++++ TEXTO DE ORIGEM

Notre Dame, a Catedral da Europa
Tal como em muitas outras
catedrais europeias, crê-se que o local onde foi erigida Notre Dame viu
nascer e morrer outros templos pagãos e cristãos, fruto da fé dos povos que
habitaram o território ao longo dos tempos: os celtas, com as tribos gaulesas;
os romanos; e os germânicos, representados pelo Reino dos Francos, do qual
resultaram as célebres dinastias dos merovíngios e dos carolíngios.
A primeira pedra de Notre Dame foi
colocada em 1163, aquando do reinado de Luís VII, um rei franco da dinastia
capetiana. A construção terminou em 1345, no período inicial da Guerra dos Cem
Anos em que o rei vigente já se apelidava de francês e não de franco, atenuando
os laços ancestrais com um passado bárbaro e pagão; e afirmando uma nova
identidade francesa e católica. No campo da arquitetura, Notre Dame é
considerada uma das primeiras e principais obras de estilo gótico que, desde há
quase mil anos, marcam a paisagem europeia.
Se as gárgulas de Notre Dame falassem, teriam um
sem-número de histórias para contar. Por
vezes histórias de tragédia, nomeadamente sobre as pilhagens durante a
Revolução Francesa; e, outras vezes, histórias de júbilo como a coroação
imperial de Napoleão Bonaparte e a beatificação de Joana d'Arc.
O monumento parisiense popularizou-se ainda mais nos séculos XIX e
XX com a escrita de Victor Hugo, com famosas produções cinematográficas (como
“O Corcunda de Notre Dame” da Disney) e com o desenvolvimento do turismo em massa nas
últimas décadas.
Entre a França de Luís VII e a
França de Emmanuel Macron existe um mundo de diferenças, mas existe também um mundo de
semelhanças que passaram de século em século até à atualidade, através da
tradição e do costume. Nem mesmo o radicalismo dominante da Revolução Francesa
quebrou uma corrente civilizacional que faz o comum francês (e europeu) do
século XXI sentir que Notre Dame constitui um elemento fundador da sua cultura.
O trágico incêndio do passado
15 de abril atingiu o coração dos europeus que choraram uma catedral como se de
um familiar se tratasse. E, por entre os pingos da chuva de lamentos,
vislumbrou-se algo importante – os europeus não esqueceram o seu passado
basilar.

++++++++
++++ DADOS BRUTOS

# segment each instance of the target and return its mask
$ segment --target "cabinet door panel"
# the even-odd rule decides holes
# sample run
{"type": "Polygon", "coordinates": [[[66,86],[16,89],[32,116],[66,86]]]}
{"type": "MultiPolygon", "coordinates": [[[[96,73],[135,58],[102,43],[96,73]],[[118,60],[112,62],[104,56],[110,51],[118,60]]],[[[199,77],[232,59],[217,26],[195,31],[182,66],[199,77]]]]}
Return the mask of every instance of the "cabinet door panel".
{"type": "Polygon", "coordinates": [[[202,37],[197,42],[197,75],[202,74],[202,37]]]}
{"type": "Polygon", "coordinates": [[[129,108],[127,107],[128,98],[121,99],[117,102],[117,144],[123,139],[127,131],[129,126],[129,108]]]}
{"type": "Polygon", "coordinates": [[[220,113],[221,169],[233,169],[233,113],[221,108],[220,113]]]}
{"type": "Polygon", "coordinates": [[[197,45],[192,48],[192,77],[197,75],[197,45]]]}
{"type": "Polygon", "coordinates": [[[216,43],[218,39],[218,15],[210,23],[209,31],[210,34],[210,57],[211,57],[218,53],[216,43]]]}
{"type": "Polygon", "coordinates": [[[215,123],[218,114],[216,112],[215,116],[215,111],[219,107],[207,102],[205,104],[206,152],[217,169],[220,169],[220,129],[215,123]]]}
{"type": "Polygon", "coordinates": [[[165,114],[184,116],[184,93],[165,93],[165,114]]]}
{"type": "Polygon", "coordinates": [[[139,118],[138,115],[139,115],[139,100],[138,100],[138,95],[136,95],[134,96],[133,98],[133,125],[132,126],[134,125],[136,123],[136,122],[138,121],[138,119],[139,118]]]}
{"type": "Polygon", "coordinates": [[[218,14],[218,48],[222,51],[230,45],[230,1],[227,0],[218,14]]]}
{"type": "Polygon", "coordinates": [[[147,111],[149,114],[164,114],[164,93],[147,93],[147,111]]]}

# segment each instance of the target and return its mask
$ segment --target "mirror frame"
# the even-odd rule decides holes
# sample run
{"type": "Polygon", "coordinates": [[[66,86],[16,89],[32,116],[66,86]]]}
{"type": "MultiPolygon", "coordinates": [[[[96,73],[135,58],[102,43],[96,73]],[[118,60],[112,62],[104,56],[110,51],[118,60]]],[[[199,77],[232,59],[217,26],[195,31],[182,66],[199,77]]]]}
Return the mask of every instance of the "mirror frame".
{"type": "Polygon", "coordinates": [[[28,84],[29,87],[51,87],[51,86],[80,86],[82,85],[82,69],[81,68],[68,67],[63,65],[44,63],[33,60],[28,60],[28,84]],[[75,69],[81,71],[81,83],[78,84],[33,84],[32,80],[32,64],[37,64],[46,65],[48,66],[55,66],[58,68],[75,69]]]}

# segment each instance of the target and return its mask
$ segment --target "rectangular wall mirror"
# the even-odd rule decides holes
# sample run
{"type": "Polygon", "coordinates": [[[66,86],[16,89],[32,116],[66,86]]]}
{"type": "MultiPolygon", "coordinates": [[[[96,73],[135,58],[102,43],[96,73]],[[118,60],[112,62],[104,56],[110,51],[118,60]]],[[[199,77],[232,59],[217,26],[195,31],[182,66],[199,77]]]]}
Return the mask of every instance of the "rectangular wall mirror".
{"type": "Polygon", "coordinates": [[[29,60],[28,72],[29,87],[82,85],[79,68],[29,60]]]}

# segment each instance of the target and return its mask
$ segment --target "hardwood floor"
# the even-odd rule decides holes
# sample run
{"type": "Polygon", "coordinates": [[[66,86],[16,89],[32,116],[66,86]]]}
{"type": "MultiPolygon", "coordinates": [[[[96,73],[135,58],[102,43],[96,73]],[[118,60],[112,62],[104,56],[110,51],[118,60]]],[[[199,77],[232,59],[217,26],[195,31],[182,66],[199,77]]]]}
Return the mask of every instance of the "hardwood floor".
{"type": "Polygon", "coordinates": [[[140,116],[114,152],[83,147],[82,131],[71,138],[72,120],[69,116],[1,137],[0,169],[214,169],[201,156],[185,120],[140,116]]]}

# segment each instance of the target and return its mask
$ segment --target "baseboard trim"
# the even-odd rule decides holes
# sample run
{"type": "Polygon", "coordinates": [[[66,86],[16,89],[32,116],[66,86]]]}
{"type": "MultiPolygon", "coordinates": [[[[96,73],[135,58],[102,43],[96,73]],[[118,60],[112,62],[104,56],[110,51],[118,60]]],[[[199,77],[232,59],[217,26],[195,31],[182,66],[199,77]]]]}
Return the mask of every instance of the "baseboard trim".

++++++++

Prossiga o texto sobre a catedral de Notre Dame a partir da última frase apresentada.

**RESPOSTA DO EXERCÍCIO:**
Várias são as crises que têm
acometido recentemente a Europa. Crises que se crêem pontuais como as crises
financeiras ou brexit e crises mais estruturais e alarmantes, relacionadas entre si,
como o inverno demográfico e a perda de influência e poder no mundo. Porém,
enquanto há memória, há futuro. As reações emocionadas ao incêndio da simbólica
catedral revelam-nos sinais de uma Europa que afinal não arrumou a sua matriz
civilizacional num baú esquecido na cave da história.
Nas próximas eleições europeias
importa trazer civilização e cultura para o discurso político, sendo este o
modo mais natural de aproximar o cidadão europeu da distante política
comunitária. Segundo um estudo de opinião do instituto BVA, o cada vez mais
contestado Presidente Macron aumentou em 3% a sua popularidade em relação ao mês passado,
considerando o discurso de cumplicidade e união no momento em que um dos
principais símbolos de França foi atingido pelo fogo.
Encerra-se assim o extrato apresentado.